> [TO DO]:
a: Answer these questions from the Thatcher commentary:
(i) To whom does the Thatcher commentary compare Thatcher's determination to pursue her interests?
(ii) Which two Australian leaders does it name alongside Ronald Reagan as 1980s leaders?
(iii) In what year does it say the collapse began?
b: Pick up the Thatcher commentary after its last sentence and keep writing in the same line of argument.

The kind of commentary found in the media today is not likely to be terribly helpful. Did Thatcher, despite her media image of the Iron Maiden, have a sensitive side? Could she feel for those who were displaced and broken by her insistence on market solutions? Or those ruined by her resistance to the unions—especially the miners unions? Was she really hard, or just someone who saw the larger picture of what needed to be done? While these and other such matters largely compose the elements of her construction as a media icon, it will be suggested here that they are all mystifications when it comes to the real significance of her actions.

This is not to deny that she had capacities of her own in finding her way through the dilemmas she faced. One is tempted to see these narrowly in terms of a blinkered and absolute determination to pursue her interests, in this respect not unlike Australia’s current Prime Minister. It may be that Thatcher also had more complex capacities, although a number of her close associates attributed her success to an extremely narrow frame of mind. The issue, though, is not really such capacities but rather the meanings associated with Thatcher’s transformative agenda. The main reason she is so highly (or lowly) regarded is what is considered her transformative ‘success’. But this success was surely not a consequence of personal qualities.

Thatcher was one of a number of political leaders in the 1980s attributed with miracle powers because of the novelty of their actions in breaking with past institutional arrangements: whether confronting union power or giving new openings to the market, de-regulating financial institutions, challenging welfare assumptions, embracing global institutions, or championing the individual. One can also point to Ronald Reagan, and in Australia, Bob Hawke and Paul Keating. (John Howard and Peter Costello come from a later decade but essentially carried on the new ‘tradition’.) It has been argued that these 1980s leaders all had the courage to step outside the contemporary political-economic norms of their time, but this is misleading. It attributes too much to their personal courage and says nothing of the underlying transformations they simply took for granted and of which, by and large, they had no understanding. Nor did they have any inclination to understand, preferring to act, take advantage of the opportunities at hand and remain oblivious to their consequences. We are still suffering the consequences today.

A transformation for which we are still paying today? This could be a statement about how policy changes in the 1980s have undermined the welfare state and the security once offered by union organisations. It could be a statement about the demise of any sense of social alternatives after the collapse of the socialist states, or the present overwhelming, if declining, power of the US military. It could be a statement about how the social security offered by families and local institutions has imploded, leaving the individual to cope as best as she or he can. It could be a statement about the GFC.

There are other examples. But how do these relate to Thatcher? What about the GFC, for example? The connection lies in the contemporary demise of the global economy, a collapse that has just begun. Thatcher can hardly be blamed for bad management of the economy today, but she, like Reagan, Hawke and Keating, have been credited with the rise of certain institutions in the 1980s and it is these that directly link to the cause of the collapse that began in 2008.

Location identification items
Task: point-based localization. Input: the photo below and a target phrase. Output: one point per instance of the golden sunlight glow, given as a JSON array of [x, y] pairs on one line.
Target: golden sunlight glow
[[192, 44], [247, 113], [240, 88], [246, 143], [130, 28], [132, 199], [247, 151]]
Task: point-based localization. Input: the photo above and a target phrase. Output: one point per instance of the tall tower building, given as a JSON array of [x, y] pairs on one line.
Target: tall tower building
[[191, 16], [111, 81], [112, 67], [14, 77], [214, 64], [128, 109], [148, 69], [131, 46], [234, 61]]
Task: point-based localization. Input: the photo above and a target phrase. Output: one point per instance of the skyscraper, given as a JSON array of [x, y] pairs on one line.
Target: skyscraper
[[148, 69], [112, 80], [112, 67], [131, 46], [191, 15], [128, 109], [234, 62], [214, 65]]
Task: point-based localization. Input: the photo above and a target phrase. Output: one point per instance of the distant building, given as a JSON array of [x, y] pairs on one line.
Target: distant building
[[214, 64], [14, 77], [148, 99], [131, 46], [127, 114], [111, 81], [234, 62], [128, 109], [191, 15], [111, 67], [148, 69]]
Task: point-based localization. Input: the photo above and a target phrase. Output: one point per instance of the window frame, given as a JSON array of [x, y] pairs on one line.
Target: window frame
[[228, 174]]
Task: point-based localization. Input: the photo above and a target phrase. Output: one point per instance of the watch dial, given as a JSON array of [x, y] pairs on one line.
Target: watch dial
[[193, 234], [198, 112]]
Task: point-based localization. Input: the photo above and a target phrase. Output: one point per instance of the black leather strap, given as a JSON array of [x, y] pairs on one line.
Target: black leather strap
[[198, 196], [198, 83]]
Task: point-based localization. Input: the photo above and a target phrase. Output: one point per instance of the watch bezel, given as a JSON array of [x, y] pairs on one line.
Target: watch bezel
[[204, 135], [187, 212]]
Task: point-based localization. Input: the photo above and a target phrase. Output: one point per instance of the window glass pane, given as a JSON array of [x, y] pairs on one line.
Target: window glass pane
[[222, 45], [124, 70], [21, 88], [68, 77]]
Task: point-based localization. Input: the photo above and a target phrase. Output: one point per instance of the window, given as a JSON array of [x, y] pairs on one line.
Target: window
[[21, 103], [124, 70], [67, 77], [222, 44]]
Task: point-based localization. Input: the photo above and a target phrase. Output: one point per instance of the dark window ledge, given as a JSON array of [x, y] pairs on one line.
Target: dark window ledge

> [RESULTS OF THE EXERCISE]:
a:
(i) Australia's current Prime Minister
(ii) Bob Hawke and Paul Keating
(iii) 2008

b:
It is of course ironic that the very developments that are still celebrated as major achievements and attributed to these political names are yet to be brought into contention. Thatcher is associated with the re-emergence of the market in social affairs, but she and others simply took for granted the novel elements in the emerging new economy of the period. Thatcher, for instance, took for granted the silicon chip that made this resurgent market possible. This market had new powers to draw the domestic sphere into its logic through advertising and to create a global economy based on the computer and the internet. But this market is just one of the elements of something much larger: an emergent social world. To put it another way, the ‘miracle’ technology of the silicon chip is a product of emergent social relations: a development within capitalism, in turn dependent on the new university and the centrality of intellectual practices that are practical in the world.

The Thatcher and Reagan, Hawke and Keating years were those of a fundamental social transformation which lay beneath the conscious range of politicians and policy makers. In terms of precedents, this transformation goes back to the emergence of high technology first concretised in the absolutely novel form of the atomic bomb—producing the unprecedented from natural powers that were previously regarded as ‘nothing’. In the 1980s this new relation between the academy and capitalism gained more embracing expression in a range of institutional developments: the market unleashed with such violence by Thatcher; her attack on the unions in the United Kingdom and its ‘moderate’ equivalent in Australia with Hawke and Keating’s Australia Reconstructed (both strategies answered to the same transformation); the attack on the traditional university, with demands for practical outcomes in the economy led by high-tech science (pursued with diligence in Australia by John Dawkins); various developments in money and finance facilitated by high technology that flew in the face of long-standing historical constraints and led progressively to the financial debacle of the GFC; the shift in trade whereby currencies were floated against others, facilitating globalisation of the economy at the expense of local culture and production, simultaneously opening the door to widespread currency manipulation by corporations and states (such as Japan’s current policies of forcing down the Yen against other currencies in a wild attempt to propel its economy out of twenty years of crippling deflation); and de-regulation of banking and currencies on a grand scale, promoted by the Australian Labor Party as the fundamentals of a reformist party.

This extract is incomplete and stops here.